# THE EXERCISE:
Please reproduce the forum thread on merging case data with population estimates, word for word.

# QUOTED PASSAGE:
------------------------------------------------------------------------
BookmarkSubscribeRSS Feed
🔒 This topic is solved and locked. Need further help from the community? Please sign in and ask a new question.
Cruise
Ammonite | Level 13

Hi Folks,

 

I'm trying to merge the 'case' data to population estimates data 'pop' with 2000 and 2010 census by racecat and census years. Please see oversimplified mock datasets. Desired result 'want' has all levels of both datasets. But I couldn't achieve it by merge in data step as shown in demo below. In actuality, I have more linkage variables, such as 5-digit ZIP-code, year, race, gender and age groups making a use proc sql by multiple variables challenging. 

 

I will greatly appreciate your help to accomplish 'want' dataset. 

Thanks so much for your time in advance.  

data case;
input racecat year census_year case;
cards;
1	1997	2000	1
2	1998	2000	1
1	1999	2000	1
2	2000	2000	1
1	2010	2010	1
2	2011	2010	1
1	2012	2010	1
2	2013	2010	1
;

data pop;
input racecat pop census_year;
cards;
1 500 2000
2 100 2000
1 1000 2010
2 300 2010
;

proc sort data=case; by racecat census_year;
proc sort data=pop; by racecat census_year;
data a; 
merge pop(in=p) case(in=c);
by racecat census_year;
if p and c; 
run;

data want;
input racecat year census_year pop case;
cards;
racecat	year	census_year	pop	case
1	1997	2000	500	1
2	1997	2000	100	.
1	1998	2000	500	.
------------------------------------------------------------------------
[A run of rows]
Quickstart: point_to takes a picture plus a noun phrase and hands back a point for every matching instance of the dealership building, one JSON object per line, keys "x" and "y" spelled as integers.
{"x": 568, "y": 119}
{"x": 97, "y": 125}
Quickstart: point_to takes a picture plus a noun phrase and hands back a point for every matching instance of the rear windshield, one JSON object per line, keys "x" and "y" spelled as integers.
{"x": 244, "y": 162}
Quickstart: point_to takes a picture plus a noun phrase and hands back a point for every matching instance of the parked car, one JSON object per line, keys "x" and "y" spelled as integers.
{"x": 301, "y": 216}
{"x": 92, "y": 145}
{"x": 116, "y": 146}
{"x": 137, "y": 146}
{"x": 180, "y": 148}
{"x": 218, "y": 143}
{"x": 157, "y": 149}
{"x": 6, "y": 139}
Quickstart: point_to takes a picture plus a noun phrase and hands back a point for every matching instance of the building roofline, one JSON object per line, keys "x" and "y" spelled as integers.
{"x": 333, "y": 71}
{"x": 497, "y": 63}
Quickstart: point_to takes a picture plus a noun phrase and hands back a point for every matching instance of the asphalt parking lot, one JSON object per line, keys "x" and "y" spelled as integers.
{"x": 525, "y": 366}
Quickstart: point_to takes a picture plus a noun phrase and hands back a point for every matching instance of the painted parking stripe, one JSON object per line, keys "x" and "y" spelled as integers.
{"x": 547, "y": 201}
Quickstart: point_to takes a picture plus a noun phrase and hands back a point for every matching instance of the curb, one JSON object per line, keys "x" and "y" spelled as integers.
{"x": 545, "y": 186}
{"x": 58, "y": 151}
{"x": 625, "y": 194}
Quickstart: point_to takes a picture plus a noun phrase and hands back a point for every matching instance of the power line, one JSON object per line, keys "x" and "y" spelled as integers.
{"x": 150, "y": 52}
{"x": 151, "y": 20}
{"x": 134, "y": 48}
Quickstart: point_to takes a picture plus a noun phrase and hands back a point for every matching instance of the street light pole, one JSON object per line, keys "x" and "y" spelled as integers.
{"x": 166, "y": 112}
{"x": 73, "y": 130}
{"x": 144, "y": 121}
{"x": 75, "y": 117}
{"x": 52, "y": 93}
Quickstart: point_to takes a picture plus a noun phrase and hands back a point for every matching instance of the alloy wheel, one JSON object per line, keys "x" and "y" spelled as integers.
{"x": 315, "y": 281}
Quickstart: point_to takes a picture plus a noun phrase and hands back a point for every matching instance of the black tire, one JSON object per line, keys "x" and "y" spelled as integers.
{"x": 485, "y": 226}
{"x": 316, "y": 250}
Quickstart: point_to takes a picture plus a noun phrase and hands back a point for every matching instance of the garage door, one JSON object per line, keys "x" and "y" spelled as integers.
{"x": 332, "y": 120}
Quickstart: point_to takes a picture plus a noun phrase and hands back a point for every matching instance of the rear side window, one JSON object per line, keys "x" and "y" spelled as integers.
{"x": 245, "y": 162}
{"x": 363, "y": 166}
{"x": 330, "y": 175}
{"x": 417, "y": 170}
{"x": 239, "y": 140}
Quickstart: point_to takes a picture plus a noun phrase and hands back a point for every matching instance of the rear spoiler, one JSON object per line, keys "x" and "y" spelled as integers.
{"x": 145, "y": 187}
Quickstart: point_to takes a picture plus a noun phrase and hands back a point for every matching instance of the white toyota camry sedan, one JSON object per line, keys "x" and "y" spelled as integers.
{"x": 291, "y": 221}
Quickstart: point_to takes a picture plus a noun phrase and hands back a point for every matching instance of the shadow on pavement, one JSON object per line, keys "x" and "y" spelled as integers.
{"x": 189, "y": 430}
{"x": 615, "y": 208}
------------------------------------------------------------------------
# SOLUTION FOR THIS EXERCISE:
BookmarkSubscribeRSS Feed
🔒 This topic is solved and locked. Need further help from the community? Please sign in and ask a new question.
Cruise
Ammonite | Level 13

Hi Folks,

 

I'm trying to merge the 'case' data to population estimates data 'pop' with 2000 and 2010 census by racecat and census years. Please see oversimplified mock datasets. Desired result 'want' has all levels of both datasets. But I couldn't achieve it by merge in data step as shown in demo below. In actuality, I have more linkage variables, such as 5-digit ZIP-code, year, race, gender and age groups making a use proc sql by multiple variables challenging. 

 

I will greatly appreciate your help to accomplish 'want' dataset. 

Thanks so much for your time in advance.  

data case;
input racecat year census_year case;
cards;
1	1997	2000	1
2	1998	2000	1
1	1999	2000	1
2	2000	2000	1
1	2010	2010	1
2	2011	2010	1
1	2012	2010	1
2	2013	2010	1
;

data pop;
input racecat pop census_year;
cards;
1 500 2000
2 100 2000
1 1000 2010
2 300 2010
;

proc sort data=case; by racecat census_year;
proc sort data=pop; by racecat census_year;
data a; 
merge pop(in=p) case(in=c);
by racecat census_year;
if p and c; 
run;

data want;
input racecat year census_year pop case;
cards;
racecat	year	census_year	pop	case
1	1997	2000	500	1
2	1997	2000	100	.
1	1998	2000	500	.